*GIVEN RECORDS*:

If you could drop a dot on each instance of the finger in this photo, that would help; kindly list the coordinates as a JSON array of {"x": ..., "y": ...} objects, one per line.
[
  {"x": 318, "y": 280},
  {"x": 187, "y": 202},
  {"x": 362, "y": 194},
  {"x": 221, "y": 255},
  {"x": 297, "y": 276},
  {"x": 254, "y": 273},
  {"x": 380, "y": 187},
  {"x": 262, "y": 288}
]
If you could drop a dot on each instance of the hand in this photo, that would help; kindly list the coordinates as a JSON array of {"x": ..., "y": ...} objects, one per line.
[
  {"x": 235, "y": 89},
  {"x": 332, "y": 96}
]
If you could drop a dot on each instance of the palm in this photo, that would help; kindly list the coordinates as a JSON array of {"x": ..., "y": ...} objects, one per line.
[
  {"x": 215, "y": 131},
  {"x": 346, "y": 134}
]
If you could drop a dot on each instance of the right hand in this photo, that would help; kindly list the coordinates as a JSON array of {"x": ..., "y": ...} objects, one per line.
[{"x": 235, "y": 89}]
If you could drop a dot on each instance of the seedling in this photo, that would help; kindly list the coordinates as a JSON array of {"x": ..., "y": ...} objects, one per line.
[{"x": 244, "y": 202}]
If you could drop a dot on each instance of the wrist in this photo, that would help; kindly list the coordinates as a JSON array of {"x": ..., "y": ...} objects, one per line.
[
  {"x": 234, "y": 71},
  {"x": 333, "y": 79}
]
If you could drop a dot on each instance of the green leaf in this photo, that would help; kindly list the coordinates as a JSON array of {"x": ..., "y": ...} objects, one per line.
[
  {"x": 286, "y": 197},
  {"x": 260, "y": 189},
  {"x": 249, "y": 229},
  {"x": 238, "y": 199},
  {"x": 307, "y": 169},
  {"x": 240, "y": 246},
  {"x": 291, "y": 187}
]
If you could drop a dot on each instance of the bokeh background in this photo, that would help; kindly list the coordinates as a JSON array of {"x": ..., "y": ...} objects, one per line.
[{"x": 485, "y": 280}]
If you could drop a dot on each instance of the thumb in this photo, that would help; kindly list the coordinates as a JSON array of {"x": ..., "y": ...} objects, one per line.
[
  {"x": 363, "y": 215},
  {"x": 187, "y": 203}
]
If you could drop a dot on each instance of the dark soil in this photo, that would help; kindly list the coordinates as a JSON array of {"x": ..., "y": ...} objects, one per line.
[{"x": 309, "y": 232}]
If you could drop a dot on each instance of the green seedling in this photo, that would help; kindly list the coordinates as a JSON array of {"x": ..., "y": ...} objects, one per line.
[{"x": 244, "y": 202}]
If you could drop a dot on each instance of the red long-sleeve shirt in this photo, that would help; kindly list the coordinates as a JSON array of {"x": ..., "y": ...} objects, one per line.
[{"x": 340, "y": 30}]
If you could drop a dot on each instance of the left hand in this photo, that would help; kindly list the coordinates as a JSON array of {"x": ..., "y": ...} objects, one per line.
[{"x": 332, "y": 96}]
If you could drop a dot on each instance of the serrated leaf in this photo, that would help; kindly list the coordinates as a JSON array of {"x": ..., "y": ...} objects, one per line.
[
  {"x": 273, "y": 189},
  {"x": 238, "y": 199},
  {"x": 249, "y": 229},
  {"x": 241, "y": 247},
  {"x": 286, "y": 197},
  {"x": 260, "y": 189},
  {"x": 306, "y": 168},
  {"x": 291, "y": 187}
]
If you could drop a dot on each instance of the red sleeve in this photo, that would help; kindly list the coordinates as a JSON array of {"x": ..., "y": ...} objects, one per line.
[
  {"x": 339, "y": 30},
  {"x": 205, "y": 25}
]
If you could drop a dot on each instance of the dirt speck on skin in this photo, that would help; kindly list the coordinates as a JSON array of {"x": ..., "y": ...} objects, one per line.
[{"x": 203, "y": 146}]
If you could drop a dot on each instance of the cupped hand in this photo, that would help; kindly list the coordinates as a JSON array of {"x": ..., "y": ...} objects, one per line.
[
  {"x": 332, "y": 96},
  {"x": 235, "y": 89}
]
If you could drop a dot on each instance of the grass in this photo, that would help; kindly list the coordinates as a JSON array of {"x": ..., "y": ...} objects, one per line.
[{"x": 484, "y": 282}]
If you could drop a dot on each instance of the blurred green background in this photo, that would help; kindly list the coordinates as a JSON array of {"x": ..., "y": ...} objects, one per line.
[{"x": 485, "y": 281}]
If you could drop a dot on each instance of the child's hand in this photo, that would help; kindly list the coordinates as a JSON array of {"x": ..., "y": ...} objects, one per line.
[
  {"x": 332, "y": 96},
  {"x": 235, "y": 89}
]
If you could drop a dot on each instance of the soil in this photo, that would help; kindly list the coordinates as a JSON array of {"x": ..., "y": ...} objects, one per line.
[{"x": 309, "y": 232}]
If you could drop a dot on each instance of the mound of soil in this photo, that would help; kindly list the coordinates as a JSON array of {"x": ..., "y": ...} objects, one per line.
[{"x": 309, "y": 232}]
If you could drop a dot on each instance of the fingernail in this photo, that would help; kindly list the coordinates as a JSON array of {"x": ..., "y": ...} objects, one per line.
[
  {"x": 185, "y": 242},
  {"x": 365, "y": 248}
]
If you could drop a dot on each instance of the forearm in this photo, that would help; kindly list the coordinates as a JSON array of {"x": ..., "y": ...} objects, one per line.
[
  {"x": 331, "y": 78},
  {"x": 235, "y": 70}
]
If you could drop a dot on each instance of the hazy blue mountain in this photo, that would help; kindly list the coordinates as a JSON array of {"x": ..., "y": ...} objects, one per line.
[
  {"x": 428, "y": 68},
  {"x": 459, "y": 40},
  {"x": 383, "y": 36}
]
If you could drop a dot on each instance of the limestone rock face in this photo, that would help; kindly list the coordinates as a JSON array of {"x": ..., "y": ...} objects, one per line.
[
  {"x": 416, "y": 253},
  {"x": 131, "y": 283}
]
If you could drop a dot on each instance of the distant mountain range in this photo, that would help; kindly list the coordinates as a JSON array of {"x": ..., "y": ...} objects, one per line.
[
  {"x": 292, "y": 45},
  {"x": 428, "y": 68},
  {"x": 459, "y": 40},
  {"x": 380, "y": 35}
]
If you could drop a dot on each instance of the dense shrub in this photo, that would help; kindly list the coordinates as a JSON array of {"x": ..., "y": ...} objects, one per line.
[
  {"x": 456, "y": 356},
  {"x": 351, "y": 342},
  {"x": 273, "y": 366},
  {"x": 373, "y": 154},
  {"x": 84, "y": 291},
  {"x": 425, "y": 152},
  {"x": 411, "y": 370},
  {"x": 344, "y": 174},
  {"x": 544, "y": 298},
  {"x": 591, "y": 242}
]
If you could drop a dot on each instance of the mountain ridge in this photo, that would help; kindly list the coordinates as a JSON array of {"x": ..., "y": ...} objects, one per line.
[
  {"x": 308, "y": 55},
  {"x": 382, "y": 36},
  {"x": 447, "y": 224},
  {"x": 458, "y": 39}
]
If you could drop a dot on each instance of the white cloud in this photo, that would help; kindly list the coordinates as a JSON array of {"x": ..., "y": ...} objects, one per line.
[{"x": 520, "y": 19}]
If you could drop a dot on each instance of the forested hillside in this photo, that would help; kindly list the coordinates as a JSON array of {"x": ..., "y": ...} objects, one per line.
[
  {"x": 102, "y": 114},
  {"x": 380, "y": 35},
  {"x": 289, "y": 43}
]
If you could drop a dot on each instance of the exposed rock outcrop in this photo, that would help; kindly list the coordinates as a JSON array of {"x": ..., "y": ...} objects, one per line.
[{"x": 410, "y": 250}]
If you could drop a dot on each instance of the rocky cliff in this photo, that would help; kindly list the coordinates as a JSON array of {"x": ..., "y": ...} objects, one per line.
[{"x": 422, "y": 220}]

*AIM*: Return every line from the one holding "of the mountain" through the end of the data, exactly as it appears, with both ends kept and nothing else.

*ANSWER TO THE EXERCISE*:
If you could drop a dot on each instance of the mountain ridge in this photo, that would help; kindly list the coordinates as a JSON array of {"x": ..., "y": ...} objects, one per line.
[
  {"x": 308, "y": 55},
  {"x": 382, "y": 36},
  {"x": 447, "y": 224},
  {"x": 458, "y": 39}
]
If you could drop a dot on each instance of the white cloud in this photo, that would help; kindly list the coordinates as a JSON array of {"x": ..., "y": ...} objects, one per line.
[{"x": 520, "y": 19}]
If you could drop a dot on each instance of the forested hillside in this photo, that would help; kindly list the coordinates as a JSON array of {"x": ..., "y": ...} objects, one per line.
[
  {"x": 102, "y": 114},
  {"x": 380, "y": 35},
  {"x": 289, "y": 43}
]
If you could drop a dot on each instance of the exposed rock outcrop in this photo, that would help; kindly list the coordinates as a JSON array of {"x": ..., "y": ...} objects, one per line.
[{"x": 410, "y": 250}]
If you could drop a dot on each instance of the rocky cliff in this photo, that would help; kindly list the coordinates as a JSON array of {"x": ..., "y": ...} objects, one per line.
[{"x": 422, "y": 220}]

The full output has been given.